* Problem details
Show each line below that contains the word "airplane". Case counts.

* Data shown
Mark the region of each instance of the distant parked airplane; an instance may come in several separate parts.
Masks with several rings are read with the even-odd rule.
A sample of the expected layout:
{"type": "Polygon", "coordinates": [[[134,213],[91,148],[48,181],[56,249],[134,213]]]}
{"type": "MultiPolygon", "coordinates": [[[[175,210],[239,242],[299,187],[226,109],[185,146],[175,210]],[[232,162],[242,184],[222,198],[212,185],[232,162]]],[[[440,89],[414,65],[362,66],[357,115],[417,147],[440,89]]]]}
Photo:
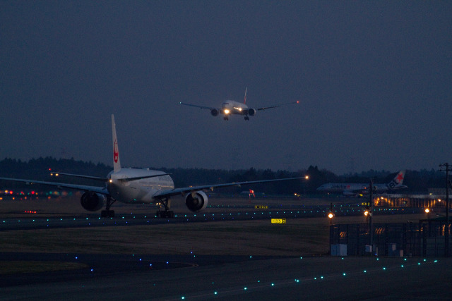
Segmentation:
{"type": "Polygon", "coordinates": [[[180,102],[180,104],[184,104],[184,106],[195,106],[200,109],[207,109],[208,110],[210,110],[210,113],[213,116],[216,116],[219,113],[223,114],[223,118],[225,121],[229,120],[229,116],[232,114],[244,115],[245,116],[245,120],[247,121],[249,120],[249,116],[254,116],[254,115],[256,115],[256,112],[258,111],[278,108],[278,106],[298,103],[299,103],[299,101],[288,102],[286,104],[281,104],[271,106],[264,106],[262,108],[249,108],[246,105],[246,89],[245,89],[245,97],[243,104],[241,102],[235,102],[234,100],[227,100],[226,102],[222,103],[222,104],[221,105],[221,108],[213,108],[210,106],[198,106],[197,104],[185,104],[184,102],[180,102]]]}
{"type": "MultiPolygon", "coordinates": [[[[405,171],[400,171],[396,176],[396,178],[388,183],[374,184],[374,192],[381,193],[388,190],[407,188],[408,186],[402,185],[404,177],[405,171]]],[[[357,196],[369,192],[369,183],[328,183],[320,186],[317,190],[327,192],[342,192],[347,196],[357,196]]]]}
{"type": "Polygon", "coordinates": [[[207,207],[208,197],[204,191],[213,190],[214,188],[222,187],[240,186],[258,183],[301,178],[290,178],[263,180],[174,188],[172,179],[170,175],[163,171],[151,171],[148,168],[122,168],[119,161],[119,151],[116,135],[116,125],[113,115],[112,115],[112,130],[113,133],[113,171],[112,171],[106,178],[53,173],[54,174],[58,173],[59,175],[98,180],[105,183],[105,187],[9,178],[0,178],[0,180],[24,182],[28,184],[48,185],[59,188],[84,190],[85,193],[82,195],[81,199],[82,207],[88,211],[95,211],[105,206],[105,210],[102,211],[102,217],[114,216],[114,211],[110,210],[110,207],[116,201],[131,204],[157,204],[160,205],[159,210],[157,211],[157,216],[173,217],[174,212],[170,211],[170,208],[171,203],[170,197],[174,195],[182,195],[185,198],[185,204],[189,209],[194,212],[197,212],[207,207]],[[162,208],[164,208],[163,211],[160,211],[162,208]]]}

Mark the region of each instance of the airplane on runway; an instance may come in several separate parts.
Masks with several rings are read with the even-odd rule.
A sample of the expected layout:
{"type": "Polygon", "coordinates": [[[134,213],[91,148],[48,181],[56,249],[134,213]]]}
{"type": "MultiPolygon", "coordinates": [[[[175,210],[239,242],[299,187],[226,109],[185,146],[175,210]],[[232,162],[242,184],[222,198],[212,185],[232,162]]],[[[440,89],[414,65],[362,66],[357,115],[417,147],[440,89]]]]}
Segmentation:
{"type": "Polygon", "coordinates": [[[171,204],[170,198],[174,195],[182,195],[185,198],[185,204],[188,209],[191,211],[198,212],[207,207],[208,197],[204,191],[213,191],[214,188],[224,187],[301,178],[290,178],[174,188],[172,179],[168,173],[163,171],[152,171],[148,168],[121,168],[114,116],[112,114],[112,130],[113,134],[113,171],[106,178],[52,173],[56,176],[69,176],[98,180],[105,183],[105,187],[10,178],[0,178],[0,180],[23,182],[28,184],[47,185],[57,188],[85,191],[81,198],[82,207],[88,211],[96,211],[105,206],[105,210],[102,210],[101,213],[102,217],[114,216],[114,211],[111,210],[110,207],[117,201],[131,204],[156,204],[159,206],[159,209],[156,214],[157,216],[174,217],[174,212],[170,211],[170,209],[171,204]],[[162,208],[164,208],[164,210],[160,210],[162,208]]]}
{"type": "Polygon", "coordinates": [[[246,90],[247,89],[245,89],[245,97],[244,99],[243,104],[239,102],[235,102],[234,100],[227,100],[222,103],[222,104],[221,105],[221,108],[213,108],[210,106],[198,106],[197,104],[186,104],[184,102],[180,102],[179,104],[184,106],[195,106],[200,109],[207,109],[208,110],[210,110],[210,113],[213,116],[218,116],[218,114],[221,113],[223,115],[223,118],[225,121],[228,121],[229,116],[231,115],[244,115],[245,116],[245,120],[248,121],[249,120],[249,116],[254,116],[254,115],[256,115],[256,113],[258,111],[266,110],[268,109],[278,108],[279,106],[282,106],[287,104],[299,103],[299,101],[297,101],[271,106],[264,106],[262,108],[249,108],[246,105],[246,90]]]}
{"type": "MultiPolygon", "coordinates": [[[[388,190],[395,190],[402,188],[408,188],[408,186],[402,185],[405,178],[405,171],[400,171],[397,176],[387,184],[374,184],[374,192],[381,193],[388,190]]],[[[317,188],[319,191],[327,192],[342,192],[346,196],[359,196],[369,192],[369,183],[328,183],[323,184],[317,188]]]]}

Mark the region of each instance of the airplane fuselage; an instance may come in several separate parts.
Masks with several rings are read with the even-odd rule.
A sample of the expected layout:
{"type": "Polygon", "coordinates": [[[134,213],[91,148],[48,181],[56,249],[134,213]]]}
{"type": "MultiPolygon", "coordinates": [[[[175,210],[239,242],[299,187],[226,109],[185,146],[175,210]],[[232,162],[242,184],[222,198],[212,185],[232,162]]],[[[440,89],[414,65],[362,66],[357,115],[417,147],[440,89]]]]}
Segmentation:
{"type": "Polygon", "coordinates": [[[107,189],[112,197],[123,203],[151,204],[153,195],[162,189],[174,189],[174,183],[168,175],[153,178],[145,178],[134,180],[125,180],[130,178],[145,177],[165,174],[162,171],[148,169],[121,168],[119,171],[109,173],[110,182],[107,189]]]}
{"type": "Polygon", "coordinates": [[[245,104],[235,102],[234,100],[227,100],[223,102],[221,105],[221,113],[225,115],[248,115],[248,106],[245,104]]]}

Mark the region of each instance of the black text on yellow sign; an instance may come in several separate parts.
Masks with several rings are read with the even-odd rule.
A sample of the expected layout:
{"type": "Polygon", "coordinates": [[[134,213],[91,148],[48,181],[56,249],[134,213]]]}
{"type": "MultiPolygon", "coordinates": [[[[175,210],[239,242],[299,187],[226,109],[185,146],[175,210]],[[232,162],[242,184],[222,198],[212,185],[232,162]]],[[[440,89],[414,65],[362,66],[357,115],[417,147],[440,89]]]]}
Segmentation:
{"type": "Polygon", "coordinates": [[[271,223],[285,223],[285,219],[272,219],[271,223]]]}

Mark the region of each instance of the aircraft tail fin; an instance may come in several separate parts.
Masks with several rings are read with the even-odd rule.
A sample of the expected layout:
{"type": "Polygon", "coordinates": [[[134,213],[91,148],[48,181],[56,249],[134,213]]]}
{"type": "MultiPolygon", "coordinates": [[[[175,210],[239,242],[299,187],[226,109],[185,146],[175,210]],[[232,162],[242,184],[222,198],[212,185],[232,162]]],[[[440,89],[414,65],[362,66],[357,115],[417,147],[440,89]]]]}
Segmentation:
==
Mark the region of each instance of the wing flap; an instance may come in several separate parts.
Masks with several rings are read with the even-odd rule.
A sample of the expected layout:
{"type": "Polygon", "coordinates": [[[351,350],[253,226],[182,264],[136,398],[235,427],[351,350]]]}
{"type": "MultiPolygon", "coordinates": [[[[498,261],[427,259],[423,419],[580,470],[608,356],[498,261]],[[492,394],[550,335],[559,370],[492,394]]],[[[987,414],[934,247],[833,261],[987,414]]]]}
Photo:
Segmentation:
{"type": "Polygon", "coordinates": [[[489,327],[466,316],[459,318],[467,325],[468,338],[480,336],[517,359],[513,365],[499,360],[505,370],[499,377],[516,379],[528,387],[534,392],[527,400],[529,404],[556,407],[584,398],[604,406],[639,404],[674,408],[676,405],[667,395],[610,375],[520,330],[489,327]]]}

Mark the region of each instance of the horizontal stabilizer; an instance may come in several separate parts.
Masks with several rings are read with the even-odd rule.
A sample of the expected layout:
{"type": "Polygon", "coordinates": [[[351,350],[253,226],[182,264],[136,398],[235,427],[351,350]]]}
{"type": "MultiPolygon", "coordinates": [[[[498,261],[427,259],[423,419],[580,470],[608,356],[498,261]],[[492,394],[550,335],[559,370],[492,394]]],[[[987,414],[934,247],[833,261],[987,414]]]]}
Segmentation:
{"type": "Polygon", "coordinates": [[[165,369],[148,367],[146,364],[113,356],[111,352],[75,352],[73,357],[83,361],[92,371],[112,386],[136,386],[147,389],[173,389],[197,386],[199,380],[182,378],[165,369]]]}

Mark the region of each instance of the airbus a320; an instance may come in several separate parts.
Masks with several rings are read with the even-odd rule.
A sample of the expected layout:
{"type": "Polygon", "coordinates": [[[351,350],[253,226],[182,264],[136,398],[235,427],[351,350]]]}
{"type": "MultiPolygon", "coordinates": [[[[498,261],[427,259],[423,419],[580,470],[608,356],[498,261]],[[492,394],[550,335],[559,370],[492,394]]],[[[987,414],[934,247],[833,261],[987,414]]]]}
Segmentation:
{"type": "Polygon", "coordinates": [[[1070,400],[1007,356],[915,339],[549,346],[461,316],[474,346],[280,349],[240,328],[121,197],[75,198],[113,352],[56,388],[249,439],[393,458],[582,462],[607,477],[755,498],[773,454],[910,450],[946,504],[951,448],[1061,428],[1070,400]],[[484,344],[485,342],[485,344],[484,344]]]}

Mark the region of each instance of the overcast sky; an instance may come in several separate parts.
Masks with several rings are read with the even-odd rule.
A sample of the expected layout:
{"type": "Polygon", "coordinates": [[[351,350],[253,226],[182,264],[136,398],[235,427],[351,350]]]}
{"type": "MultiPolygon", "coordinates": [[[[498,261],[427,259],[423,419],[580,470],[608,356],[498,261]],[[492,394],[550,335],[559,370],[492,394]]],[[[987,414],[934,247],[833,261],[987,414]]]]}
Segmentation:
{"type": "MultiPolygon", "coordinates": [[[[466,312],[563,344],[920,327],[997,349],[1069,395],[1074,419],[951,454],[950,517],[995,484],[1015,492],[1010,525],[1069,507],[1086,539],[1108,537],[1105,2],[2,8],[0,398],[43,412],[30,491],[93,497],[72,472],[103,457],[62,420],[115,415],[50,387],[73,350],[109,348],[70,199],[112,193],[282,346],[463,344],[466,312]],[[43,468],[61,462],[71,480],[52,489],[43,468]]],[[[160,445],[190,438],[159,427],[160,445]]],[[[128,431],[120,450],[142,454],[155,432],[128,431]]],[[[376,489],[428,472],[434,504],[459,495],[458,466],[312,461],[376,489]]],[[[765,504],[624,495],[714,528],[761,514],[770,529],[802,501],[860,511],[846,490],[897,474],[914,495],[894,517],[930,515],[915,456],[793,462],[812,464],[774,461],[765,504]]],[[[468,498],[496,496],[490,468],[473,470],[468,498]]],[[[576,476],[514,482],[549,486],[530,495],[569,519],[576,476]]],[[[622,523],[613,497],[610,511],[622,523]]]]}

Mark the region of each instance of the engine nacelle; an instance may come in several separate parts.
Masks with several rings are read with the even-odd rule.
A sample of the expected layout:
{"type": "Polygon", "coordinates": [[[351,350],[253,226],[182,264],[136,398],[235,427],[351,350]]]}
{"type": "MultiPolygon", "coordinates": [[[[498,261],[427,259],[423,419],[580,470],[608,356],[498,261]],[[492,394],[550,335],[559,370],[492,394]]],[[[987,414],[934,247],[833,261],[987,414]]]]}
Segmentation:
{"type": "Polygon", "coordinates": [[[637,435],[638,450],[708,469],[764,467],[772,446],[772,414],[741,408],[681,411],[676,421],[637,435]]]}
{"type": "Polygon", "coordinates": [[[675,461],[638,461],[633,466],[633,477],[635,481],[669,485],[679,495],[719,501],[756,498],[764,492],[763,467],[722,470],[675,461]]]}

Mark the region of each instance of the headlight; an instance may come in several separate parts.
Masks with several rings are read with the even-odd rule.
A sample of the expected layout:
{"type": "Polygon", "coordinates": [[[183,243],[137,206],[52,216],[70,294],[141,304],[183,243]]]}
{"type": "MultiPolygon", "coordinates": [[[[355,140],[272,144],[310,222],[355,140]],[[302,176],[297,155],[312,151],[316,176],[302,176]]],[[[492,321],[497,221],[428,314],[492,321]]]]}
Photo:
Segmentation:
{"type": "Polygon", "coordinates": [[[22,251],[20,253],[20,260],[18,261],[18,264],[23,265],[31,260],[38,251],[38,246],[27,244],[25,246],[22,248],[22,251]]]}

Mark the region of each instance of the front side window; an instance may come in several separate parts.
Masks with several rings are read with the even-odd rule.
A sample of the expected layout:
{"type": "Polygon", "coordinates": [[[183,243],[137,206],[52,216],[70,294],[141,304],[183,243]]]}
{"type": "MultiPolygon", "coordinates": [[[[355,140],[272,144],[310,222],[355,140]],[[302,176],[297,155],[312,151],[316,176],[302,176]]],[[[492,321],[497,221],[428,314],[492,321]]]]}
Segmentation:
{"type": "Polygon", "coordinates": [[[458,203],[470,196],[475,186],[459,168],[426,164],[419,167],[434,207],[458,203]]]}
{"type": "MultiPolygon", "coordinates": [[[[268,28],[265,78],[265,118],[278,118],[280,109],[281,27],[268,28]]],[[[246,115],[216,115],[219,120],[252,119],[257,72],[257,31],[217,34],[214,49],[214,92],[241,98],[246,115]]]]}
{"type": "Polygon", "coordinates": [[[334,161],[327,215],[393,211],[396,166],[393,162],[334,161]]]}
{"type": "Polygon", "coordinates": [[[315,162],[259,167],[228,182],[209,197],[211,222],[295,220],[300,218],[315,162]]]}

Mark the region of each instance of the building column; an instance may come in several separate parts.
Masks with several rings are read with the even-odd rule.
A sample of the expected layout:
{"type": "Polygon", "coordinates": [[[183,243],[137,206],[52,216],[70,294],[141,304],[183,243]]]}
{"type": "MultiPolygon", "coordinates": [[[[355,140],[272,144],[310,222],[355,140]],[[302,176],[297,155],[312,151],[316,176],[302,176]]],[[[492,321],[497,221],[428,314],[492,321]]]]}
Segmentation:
--
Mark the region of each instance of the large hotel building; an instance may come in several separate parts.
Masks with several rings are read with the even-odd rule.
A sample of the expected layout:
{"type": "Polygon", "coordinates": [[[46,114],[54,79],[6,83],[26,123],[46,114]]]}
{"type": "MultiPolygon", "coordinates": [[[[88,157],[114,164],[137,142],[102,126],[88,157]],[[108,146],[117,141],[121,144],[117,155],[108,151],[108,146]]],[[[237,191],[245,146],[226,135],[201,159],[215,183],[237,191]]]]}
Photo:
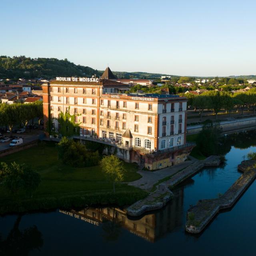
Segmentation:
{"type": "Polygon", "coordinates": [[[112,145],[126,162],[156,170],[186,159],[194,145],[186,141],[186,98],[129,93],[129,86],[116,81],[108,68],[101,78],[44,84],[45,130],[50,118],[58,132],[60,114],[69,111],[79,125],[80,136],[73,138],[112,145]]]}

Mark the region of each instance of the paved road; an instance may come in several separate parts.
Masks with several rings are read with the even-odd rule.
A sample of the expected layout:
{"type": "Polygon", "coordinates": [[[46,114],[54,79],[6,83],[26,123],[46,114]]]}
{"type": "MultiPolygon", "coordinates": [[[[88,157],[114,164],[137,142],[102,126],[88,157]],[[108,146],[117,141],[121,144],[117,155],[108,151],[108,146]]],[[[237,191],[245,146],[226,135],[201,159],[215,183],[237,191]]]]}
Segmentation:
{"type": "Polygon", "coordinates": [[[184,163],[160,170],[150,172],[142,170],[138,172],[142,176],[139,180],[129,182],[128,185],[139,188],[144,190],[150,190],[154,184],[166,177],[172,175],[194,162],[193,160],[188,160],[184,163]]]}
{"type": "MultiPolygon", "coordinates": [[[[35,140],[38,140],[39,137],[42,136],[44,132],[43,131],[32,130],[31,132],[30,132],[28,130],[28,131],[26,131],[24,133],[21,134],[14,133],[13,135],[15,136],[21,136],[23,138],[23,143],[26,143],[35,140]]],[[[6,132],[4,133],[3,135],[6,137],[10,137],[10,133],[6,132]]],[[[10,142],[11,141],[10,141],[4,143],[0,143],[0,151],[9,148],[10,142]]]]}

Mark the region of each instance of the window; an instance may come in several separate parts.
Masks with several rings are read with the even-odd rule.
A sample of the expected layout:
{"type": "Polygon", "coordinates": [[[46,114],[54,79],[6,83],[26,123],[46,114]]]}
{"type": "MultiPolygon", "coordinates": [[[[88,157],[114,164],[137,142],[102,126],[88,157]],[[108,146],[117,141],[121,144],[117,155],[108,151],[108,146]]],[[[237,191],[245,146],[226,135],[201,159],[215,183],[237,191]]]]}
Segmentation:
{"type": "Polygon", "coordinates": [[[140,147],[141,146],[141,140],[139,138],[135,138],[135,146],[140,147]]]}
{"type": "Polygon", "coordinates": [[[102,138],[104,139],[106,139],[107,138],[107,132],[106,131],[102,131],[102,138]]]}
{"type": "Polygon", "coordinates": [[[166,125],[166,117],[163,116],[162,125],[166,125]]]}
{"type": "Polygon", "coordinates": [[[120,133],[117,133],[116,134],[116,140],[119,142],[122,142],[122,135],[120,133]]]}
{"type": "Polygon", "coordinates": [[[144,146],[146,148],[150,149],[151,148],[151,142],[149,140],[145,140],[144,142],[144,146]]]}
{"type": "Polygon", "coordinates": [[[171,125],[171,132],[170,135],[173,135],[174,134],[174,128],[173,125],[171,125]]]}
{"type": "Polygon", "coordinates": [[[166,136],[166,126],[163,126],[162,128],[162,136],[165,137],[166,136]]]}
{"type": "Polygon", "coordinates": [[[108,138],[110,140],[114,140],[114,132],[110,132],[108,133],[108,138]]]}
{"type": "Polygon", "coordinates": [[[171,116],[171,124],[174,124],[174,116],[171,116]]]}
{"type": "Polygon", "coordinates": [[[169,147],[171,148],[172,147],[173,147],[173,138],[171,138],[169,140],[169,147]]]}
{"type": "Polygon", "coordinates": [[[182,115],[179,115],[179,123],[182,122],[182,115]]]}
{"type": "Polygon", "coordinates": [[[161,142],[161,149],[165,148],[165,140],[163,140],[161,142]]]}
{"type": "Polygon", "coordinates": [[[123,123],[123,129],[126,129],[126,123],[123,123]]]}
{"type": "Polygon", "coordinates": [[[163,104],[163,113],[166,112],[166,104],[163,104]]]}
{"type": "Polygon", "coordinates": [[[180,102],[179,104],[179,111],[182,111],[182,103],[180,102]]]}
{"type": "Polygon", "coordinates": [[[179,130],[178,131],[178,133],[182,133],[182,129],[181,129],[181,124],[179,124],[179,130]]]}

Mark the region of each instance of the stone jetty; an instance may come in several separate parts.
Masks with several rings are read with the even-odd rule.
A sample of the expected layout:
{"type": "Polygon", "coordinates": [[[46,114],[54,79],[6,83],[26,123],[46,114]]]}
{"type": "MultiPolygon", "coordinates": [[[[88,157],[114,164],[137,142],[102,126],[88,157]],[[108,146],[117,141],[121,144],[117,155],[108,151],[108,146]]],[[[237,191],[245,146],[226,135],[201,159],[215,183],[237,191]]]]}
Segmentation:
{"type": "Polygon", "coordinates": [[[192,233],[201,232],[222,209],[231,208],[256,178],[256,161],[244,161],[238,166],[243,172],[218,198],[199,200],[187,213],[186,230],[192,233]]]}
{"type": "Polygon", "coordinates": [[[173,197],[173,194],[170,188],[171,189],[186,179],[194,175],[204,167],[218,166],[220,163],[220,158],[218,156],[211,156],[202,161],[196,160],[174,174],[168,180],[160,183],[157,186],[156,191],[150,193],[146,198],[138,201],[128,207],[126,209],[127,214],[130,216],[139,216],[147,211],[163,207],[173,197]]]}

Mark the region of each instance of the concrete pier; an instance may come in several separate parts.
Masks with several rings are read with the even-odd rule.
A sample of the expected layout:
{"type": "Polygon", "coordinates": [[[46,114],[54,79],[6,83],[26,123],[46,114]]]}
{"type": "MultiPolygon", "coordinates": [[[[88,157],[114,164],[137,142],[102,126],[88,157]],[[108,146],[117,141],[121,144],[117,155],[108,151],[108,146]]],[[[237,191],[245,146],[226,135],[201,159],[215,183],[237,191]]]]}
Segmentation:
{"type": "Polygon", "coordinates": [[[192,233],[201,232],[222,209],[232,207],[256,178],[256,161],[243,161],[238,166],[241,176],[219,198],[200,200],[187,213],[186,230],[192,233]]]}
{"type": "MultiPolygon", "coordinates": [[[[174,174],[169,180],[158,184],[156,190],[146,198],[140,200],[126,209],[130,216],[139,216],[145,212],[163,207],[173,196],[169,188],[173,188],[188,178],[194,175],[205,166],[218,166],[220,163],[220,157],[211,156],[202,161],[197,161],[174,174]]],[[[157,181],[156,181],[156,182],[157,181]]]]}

* Output of the exercise
Mark the region of each instance of the distant parked airplane; an instance may come in several separate parts.
Mark the region of each instance of the airplane on runway; an instance may come in several separate parts.
Mark the region of each instance of the airplane fuselage; an instance may come in several separate parts.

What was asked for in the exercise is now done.